* **Requirements**: Write out the records below once more, exactly as they stand.

* **Records shown**:
* begin *

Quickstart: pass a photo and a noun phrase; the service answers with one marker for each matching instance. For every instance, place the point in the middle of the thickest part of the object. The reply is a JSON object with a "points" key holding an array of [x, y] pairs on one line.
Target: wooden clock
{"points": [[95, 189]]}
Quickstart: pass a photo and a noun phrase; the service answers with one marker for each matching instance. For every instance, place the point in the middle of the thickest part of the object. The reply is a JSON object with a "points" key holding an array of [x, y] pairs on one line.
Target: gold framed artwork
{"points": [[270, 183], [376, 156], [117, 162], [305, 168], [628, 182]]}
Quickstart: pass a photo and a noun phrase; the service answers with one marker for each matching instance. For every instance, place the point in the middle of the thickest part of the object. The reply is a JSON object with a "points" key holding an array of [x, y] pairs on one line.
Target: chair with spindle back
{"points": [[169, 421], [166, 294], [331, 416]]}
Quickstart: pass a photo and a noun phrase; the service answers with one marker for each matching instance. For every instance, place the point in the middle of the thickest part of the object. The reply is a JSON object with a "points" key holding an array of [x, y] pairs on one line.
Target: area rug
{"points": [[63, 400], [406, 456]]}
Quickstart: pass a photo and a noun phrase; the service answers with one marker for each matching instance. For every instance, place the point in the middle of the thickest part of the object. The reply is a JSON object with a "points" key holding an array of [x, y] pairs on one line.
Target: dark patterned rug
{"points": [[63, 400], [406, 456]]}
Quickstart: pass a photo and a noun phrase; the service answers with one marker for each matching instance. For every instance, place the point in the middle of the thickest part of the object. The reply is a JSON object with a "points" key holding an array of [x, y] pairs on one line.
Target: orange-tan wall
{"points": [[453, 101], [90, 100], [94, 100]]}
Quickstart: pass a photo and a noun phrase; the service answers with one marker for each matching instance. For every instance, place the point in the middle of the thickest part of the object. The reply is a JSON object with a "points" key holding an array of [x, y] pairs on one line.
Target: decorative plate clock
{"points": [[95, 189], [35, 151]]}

* end *

* **Answer to the task**:
Quickstart: pass a photo and a noun phrase; the service answers with one marker for each matching instance. For every instance, place the point in the middle of the thickest part of the object. The reply is a JSON object with a "points" key holding an array of [x, y] pairs on one line.
Target: wooden clock
{"points": [[95, 189]]}
Quickstart: pass a photo and a noun phrase; the service answers with one marker for each matching instance. For every instance, place the point in the middle of the thickest part of the object. The reply is a JSON object with a "points" key holding an array of [x, y] pairs on one line.
Target: gold framed artwork
{"points": [[270, 183], [376, 156], [117, 162], [305, 168], [628, 182]]}
Quickstart: pass a photo and a noun phrase; the service answers with one marker for each matching instance. For every instance, place the point in the middle of the thickest part of the object. The reply is a JSON object with a "points" key holding an array of [x, y] pairs on one line.
Target: chair with spindle back
{"points": [[169, 421], [166, 294], [331, 416]]}
Quickstart: pass a photo and a noun phrase; the service answers with one marker for each matching instance. For every instance, place the point in the middle of the thickest part of the object. The reply is a JSON object with a "points" key holding an array of [x, y] pairs on one line.
Target: area rug
{"points": [[63, 400], [406, 456]]}
Quickstart: pass a photo and a noun phrase; the service answers with one marker for each matching instance. For every instance, place the point in the middle of the thickest part of the object. The reply is a JSON object with a "points" key holding an array of [x, y] pairs on one line.
Target: dark patterned rug
{"points": [[63, 400], [406, 456]]}
Quickstart: pass a photo and a noun phrase; the service answers with one marker for each matching instance. For every instance, place the point in the middle of the thickest part of the object. The reply is a JSON object with a "points" key holding an array of [x, y] pairs on one line.
Target: orange-tan wall
{"points": [[453, 101], [90, 100], [94, 100]]}
Quickstart: pass a photo and a noun phrase; the service answers with one marker for each matching instance. For every instance, place the point in the middle of the thickest part of the object. The reply is a JSON object with a "points" key holding an array of [x, y] pairs on one line.
Target: decorative plate clock
{"points": [[95, 189], [35, 151]]}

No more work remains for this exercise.